→ Required task:
Write out again the stretch from the start of the entries through the line containing "left=0, top=23, right=81, bottom=44", requests included, adding -70 to every coordinate in the answers.

Data drawn from a collection
-------
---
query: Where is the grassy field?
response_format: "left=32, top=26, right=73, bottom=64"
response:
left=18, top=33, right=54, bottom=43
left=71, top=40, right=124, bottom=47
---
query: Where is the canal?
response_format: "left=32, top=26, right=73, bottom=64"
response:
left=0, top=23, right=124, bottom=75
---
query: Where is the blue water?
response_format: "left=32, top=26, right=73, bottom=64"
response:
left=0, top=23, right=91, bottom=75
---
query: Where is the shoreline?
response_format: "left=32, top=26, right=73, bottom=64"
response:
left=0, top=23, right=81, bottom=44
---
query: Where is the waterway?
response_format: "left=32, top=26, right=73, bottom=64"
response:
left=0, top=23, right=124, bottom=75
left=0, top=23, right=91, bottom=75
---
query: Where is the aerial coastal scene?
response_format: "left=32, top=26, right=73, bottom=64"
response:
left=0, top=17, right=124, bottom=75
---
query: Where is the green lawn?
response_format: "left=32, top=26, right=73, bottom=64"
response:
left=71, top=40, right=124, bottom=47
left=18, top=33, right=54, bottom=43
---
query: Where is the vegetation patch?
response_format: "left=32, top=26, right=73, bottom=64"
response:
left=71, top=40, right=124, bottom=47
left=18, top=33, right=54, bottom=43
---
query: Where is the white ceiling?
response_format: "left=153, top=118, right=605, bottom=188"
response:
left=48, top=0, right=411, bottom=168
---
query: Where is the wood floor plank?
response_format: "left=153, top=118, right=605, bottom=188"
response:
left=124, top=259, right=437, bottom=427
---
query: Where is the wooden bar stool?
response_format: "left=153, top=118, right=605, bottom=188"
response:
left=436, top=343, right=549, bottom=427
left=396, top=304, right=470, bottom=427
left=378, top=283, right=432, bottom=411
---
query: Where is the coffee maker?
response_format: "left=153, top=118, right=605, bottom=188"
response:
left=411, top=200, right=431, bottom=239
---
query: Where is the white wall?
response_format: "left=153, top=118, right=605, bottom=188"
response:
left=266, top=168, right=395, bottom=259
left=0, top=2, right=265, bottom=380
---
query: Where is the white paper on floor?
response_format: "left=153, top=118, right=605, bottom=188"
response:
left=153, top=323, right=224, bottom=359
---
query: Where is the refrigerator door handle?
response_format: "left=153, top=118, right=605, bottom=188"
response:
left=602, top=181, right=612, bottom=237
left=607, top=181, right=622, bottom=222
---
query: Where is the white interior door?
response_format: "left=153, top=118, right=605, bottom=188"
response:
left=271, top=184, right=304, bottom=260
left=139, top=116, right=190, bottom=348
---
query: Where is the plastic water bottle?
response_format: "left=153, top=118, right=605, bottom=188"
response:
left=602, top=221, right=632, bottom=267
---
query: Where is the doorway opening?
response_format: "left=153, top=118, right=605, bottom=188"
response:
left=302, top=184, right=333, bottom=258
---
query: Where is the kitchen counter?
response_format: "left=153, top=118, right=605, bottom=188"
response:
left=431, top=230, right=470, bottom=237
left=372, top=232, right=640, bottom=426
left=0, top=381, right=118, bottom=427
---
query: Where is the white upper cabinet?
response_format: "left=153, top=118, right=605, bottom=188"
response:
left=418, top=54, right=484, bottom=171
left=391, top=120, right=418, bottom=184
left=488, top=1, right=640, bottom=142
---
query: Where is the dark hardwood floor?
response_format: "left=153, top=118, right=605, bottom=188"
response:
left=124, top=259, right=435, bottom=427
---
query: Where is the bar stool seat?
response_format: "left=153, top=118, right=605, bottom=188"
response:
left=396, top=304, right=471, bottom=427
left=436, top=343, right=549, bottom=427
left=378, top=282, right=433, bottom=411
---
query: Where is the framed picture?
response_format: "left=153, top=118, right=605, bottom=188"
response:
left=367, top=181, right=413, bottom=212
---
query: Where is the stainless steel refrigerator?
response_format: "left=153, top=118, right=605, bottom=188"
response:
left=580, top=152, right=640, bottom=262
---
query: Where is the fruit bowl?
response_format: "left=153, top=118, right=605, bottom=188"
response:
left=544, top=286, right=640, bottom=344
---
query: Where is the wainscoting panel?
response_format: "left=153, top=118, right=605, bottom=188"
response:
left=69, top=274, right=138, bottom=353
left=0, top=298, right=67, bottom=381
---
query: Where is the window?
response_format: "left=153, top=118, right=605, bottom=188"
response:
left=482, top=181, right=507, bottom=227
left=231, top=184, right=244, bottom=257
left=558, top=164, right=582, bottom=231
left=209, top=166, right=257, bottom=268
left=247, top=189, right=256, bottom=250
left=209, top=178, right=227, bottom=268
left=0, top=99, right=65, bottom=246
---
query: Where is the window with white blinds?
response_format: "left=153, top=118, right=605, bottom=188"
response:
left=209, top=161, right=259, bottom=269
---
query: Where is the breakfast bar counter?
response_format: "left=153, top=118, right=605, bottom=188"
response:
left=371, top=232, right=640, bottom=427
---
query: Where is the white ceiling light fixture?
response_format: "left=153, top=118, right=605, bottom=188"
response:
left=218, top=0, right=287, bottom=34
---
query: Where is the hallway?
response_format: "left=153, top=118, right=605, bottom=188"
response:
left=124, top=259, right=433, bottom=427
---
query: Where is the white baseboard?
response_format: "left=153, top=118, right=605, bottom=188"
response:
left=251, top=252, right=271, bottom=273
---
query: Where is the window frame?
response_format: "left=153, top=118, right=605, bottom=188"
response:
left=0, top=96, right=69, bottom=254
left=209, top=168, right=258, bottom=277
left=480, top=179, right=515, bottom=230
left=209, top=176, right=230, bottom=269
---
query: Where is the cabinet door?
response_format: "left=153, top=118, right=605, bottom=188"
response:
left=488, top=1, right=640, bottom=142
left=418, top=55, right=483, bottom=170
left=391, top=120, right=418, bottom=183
-------
→ Full response:
---
query: Where is the grassy field?
response_format: "left=32, top=26, right=73, bottom=64"
response:
left=-52, top=-37, right=-16, bottom=-27
left=1, top=-30, right=54, bottom=-23
---
query: Where is the canal?
response_format: "left=32, top=26, right=73, bottom=64"
response:
left=-70, top=-47, right=54, bottom=5
---
query: Where is the blue water?
response_format: "left=32, top=26, right=73, bottom=64"
response:
left=-70, top=-47, right=21, bottom=5
---
query: Where is the shoreline?
response_format: "left=32, top=26, right=73, bottom=64"
response:
left=-70, top=-47, right=11, bottom=-26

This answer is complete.